--- begin RECORDS FOR THE TASK ---

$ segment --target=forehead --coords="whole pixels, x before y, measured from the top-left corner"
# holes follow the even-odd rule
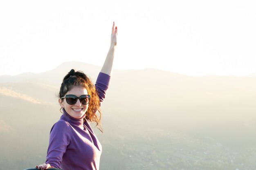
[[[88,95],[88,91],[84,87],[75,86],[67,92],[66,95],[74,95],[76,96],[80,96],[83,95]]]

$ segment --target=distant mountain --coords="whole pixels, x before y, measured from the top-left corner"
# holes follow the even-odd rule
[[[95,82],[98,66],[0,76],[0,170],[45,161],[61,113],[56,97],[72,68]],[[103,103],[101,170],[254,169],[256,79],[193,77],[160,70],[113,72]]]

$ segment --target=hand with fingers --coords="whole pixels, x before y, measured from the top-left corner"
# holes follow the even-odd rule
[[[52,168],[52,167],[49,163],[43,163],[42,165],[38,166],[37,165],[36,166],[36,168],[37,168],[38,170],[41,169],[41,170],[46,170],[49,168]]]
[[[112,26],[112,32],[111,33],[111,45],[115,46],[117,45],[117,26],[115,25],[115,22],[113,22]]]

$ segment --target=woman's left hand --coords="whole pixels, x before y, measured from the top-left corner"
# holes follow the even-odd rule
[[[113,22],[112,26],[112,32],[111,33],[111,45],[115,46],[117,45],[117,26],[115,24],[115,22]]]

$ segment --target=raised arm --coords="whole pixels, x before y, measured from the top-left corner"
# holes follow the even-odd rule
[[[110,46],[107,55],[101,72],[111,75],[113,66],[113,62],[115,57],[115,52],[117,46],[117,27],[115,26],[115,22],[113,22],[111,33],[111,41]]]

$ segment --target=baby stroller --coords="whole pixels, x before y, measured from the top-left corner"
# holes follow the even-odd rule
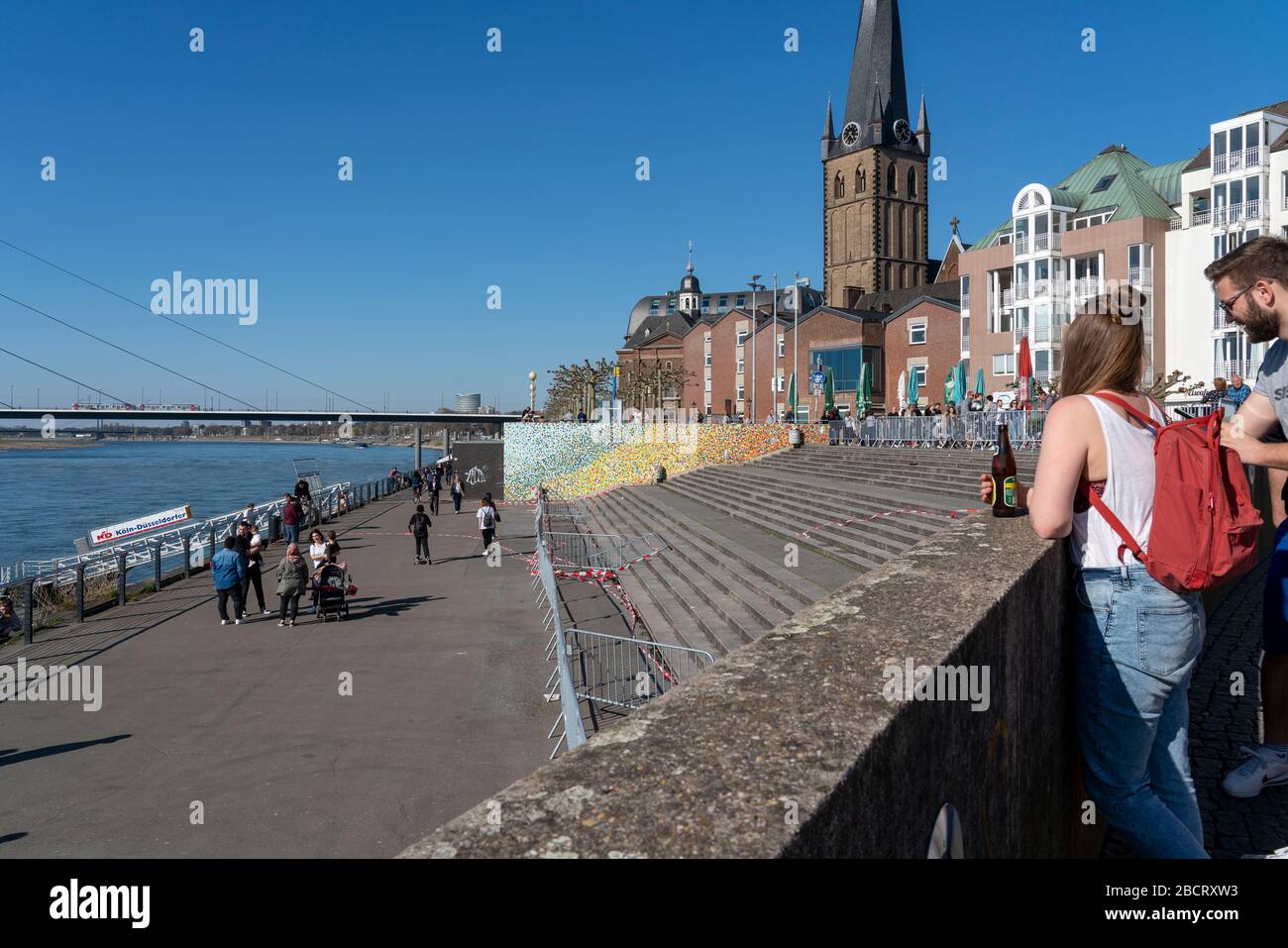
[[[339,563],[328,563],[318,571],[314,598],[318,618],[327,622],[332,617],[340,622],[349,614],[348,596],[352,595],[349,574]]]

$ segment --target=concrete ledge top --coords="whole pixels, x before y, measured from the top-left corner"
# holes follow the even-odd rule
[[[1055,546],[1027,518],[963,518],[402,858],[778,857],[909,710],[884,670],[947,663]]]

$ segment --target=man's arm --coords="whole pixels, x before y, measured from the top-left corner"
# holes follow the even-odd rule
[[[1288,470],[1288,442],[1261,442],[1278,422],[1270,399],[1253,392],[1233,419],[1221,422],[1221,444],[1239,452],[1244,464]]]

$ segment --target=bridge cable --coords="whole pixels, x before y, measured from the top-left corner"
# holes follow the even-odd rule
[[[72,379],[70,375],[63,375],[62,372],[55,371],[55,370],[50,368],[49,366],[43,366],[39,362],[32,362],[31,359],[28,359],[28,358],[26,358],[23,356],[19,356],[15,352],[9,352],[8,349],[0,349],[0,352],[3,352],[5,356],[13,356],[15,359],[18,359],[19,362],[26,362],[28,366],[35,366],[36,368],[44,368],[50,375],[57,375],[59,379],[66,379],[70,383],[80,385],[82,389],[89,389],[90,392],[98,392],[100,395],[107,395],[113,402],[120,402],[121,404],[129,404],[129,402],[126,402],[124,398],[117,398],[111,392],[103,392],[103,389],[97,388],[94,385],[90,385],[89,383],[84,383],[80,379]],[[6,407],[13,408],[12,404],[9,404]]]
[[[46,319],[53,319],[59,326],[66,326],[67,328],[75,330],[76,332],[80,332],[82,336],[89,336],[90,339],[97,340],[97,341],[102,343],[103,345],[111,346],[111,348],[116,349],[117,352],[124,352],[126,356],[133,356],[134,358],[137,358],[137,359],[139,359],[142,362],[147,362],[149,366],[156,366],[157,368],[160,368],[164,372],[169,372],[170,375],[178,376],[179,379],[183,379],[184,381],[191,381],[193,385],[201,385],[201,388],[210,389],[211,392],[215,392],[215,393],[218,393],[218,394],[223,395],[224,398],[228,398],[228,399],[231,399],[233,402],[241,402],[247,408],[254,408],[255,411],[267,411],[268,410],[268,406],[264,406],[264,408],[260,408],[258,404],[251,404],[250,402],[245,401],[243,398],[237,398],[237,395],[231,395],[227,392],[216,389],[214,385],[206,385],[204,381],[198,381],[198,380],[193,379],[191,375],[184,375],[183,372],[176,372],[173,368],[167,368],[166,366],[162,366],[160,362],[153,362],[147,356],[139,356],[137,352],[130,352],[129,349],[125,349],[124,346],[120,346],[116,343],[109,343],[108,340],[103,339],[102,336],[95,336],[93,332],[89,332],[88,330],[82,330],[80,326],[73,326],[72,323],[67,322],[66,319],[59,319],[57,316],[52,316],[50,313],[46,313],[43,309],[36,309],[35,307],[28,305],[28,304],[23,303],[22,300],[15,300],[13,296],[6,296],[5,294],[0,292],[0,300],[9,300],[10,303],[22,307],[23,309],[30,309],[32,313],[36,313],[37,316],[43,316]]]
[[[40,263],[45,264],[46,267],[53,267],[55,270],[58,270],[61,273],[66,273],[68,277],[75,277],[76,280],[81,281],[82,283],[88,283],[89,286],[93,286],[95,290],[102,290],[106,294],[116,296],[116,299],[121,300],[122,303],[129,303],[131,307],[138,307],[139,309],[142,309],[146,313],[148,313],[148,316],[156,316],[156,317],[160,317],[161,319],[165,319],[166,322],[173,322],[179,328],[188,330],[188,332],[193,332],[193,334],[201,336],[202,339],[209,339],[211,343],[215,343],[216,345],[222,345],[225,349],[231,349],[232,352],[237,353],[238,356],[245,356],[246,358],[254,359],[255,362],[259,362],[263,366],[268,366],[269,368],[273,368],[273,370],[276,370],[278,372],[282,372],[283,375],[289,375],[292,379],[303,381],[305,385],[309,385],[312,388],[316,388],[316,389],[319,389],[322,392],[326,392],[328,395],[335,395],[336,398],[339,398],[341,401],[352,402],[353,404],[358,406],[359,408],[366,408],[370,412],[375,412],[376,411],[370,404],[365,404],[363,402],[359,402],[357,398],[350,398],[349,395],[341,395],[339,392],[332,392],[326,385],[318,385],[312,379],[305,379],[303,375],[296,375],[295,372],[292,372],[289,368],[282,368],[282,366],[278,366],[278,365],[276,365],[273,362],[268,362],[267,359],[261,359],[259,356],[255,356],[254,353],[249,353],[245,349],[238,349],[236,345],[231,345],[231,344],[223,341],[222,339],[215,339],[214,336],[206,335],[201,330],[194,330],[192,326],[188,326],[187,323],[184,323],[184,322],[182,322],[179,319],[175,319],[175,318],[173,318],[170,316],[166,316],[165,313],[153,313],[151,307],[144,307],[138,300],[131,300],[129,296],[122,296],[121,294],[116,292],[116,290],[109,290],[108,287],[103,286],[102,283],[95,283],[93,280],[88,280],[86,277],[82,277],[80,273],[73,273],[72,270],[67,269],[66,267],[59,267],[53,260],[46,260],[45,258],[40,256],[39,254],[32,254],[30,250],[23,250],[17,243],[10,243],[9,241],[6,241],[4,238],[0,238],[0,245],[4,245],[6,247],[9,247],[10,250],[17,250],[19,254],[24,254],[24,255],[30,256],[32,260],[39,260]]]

--- end RECORDS FOR THE TASK ---
--- begin RECORDS FOR THE TASK ---

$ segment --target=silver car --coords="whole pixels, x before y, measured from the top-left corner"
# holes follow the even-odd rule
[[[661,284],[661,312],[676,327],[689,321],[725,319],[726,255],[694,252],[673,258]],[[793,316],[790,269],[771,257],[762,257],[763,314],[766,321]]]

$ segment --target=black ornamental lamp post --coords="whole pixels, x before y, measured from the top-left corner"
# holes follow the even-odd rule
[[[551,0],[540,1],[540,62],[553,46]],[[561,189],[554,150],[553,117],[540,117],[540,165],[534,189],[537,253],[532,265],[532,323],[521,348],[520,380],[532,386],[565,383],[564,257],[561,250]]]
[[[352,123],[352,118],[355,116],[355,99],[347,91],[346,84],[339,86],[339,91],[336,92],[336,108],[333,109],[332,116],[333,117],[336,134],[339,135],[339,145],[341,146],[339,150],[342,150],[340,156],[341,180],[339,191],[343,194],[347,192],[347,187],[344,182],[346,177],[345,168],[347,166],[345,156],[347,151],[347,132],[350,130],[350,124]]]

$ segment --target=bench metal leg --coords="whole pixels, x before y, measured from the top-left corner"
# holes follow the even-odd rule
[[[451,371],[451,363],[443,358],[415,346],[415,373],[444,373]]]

--- end RECORDS FOR THE TASK ---
--- begin RECORDS FOR THE TASK ---

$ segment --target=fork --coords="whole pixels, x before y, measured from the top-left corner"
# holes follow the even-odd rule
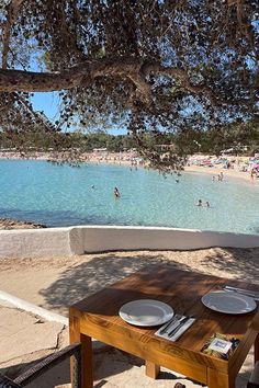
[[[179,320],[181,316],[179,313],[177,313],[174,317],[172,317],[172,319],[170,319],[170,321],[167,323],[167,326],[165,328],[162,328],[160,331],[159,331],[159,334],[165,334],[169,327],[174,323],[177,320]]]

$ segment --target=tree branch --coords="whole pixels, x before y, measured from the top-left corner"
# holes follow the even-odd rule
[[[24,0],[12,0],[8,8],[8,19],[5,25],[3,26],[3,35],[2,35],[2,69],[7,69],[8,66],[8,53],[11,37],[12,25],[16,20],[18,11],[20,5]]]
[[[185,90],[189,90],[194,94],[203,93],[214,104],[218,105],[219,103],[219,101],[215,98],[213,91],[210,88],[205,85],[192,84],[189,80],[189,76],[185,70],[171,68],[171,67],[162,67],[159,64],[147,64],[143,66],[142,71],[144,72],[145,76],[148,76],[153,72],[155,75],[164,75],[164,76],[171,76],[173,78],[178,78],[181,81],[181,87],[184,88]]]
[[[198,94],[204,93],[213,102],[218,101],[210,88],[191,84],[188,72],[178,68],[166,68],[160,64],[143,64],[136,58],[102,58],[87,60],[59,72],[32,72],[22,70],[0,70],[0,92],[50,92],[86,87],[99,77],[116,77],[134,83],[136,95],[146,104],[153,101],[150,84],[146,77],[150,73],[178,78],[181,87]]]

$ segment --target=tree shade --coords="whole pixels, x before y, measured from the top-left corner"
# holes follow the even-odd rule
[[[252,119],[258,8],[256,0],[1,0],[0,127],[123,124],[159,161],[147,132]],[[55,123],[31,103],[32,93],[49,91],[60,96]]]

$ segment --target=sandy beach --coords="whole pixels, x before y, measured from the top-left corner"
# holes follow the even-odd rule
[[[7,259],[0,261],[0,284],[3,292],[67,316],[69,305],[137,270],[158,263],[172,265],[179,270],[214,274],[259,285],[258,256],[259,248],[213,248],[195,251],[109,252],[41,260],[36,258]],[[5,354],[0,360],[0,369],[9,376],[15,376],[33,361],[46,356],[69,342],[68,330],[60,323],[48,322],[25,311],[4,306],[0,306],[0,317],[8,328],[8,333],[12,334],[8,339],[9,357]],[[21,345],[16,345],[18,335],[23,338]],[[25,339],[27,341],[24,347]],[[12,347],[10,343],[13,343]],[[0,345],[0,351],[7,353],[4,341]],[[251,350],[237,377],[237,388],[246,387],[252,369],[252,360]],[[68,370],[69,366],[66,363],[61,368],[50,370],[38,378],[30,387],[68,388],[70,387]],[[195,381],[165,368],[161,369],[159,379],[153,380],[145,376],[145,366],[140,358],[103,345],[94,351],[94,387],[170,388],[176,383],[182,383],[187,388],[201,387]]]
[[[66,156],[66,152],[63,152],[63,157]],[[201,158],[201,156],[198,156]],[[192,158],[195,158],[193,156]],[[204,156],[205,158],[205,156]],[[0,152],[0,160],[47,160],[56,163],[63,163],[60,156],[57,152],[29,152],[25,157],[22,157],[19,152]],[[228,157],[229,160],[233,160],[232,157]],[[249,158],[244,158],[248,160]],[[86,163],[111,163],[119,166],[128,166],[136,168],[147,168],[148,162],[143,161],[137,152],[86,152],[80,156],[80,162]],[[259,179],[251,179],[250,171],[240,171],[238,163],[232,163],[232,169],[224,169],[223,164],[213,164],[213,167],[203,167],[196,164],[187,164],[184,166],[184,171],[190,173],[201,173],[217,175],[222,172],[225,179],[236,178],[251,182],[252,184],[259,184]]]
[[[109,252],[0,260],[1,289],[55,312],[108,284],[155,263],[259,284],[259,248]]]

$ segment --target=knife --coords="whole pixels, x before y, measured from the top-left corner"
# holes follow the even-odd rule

--- end RECORDS FOR THE TASK ---

GIVEN REQUEST
Rewrite the stretch from the line containing "segment --target=silver car" through the line containing "[[[451,371],[451,363],[443,358],[415,346],[415,373],[444,373]]]", changing "ornamental" to "decorative" and leaving everything else the same. Return only those lines.

THE REPLY
$ segment --target=silver car --coords="whole pixels, x before y, measured from the top-left corner"
# holes follow the even-odd rule
[[[661,284],[661,312],[676,327],[689,321],[725,319],[726,255],[694,252],[673,258]],[[793,316],[790,269],[771,257],[762,257],[763,314],[766,321]]]

$ segment --target=black decorative lamp post --coords="whole pixels, x before y, measured from the top-left corner"
# holes follow the even-odd rule
[[[551,0],[540,1],[540,62],[553,46]],[[561,189],[554,150],[553,117],[540,117],[540,165],[534,189],[537,253],[532,265],[532,323],[521,348],[520,380],[532,386],[565,383],[564,257],[561,250]]]
[[[352,123],[352,118],[355,116],[355,99],[347,91],[346,84],[339,86],[339,91],[336,92],[336,108],[333,109],[332,116],[333,117],[336,134],[339,135],[339,145],[341,146],[339,150],[342,150],[340,156],[341,180],[339,191],[343,194],[347,192],[347,187],[344,182],[346,177],[345,168],[347,166],[345,156],[347,151],[347,132],[350,130],[350,124]]]

$ segment --target=bench metal leg --coords="whole pixels, x before y, measured from the top-left corner"
# holes follow the even-odd rule
[[[451,371],[451,363],[443,358],[415,346],[415,373],[444,373]]]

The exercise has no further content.